Three Cuban concrete abstract artists: Sandú Darié, Pedro de Oraá and Loló Soldevilla

 

by Odette Artiles 

“An abstract artist perceives and deciphers reality as interiorization and not as environment and surface. Reality is changing and relative, but the object of abstraction is to fix it in its invisible aspect. The abstract object is installed in the space of reality—whether painting, sculpture, or other created form—and becomes an unknown object, but real and concrete in its space.”

            

 -Pedro de Oraá1

 

 

The majority of what is named in art history as those key moments of ingenuity and originality, usually began as instances where such detachment from the academia was condemned and took, in many cases, a lifetime to become acknowledged. 3Concrete, a momentous new exhibition at the Kendall Art Center, is one such example. 3Concrete begets an almost-forgotten moment of Cuban art history, showcasing the work of Los Diez Pintores Concretos (The 10 concrete painters), a group that established the style of ‘Concretism’ or ‘Concrete’ art in 1950s Cuba and fashioned a whole new, unique language of abstraction. The three exhibited artists, Sandú Darié, Loló Soldevilla and Pedro de Oraá, constituted the original founding members of Los Diez.

Tasks to perform:
A: Answer these questions from the Cuban concrete art article:
(i) Whose words open the article?
(ii) At which art center is the exhibition 3Concrete held?
(iii) In what decade and country did Los Diez Pintores Concretos establish the style of Concretism?
B: From the Cuban concrete art article, quote the passage starting with "-Pedro de Oraá1" and going on through "of Los Diez.".

Listed records:

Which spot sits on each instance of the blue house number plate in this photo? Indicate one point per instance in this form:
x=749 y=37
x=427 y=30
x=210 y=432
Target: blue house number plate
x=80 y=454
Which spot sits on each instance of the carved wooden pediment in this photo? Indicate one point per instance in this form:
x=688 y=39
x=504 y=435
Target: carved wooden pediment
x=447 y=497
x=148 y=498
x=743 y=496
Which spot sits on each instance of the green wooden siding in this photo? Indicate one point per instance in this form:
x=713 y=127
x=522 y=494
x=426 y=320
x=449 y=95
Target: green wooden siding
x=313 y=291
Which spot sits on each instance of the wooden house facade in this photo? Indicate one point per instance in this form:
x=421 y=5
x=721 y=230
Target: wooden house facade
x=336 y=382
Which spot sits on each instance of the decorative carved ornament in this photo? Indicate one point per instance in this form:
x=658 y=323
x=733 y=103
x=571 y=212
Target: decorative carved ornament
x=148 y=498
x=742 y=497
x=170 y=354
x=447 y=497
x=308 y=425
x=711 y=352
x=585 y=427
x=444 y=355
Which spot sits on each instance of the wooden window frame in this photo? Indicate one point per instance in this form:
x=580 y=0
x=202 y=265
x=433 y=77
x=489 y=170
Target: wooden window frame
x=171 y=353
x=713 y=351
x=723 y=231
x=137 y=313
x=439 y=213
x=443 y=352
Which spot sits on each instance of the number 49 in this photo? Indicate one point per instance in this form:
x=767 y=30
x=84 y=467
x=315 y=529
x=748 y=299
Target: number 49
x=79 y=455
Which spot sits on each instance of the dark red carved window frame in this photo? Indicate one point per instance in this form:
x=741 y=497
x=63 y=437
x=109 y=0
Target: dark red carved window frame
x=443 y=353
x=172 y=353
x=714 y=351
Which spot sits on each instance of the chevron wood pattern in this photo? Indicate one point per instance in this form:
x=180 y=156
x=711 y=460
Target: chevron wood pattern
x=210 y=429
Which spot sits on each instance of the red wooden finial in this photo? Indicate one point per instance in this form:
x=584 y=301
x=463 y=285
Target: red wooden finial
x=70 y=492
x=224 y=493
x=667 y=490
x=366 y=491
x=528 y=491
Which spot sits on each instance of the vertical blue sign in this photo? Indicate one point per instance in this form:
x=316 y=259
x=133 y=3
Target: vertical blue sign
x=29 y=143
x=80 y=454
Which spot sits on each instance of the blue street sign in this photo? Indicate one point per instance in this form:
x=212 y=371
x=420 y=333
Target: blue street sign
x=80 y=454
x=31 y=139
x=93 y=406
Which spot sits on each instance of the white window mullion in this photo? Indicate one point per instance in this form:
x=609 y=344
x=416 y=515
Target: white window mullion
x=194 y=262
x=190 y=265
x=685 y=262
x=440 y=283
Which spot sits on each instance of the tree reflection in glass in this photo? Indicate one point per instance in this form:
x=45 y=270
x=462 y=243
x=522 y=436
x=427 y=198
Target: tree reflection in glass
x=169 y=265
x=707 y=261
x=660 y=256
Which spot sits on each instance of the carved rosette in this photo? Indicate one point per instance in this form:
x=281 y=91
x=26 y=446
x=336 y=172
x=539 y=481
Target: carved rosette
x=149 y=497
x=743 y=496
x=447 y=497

Results:
A:
(i) Pedro de Oraá
(ii) The Kendall Art Center
(iii) The 1950s, in Cuba

B:
-Pedro de Oraá1

 

 

The majority of what is named in art history as those key moments of ingenuity and originality, usually began as instances where such detachment from the academia was condemned and took, in many cases, a lifetime to become acknowledged. 3Concrete, a momentous new exhibition at the Kendall Art Center, is one such example. 3Concrete begets an almost-forgotten moment of Cuban art history, showcasing the work of Los Diez Pintores Concretos (The 10 concrete painters), a group that established the style of ‘Concretism’ or ‘Concrete’ art in 1950s Cuba and fashioned a whole new, unique language of abstraction. The three exhibited artists, Sandú Darié, Loló Soldevilla and Pedro de Oraá, constituted the original founding members of Los Diez.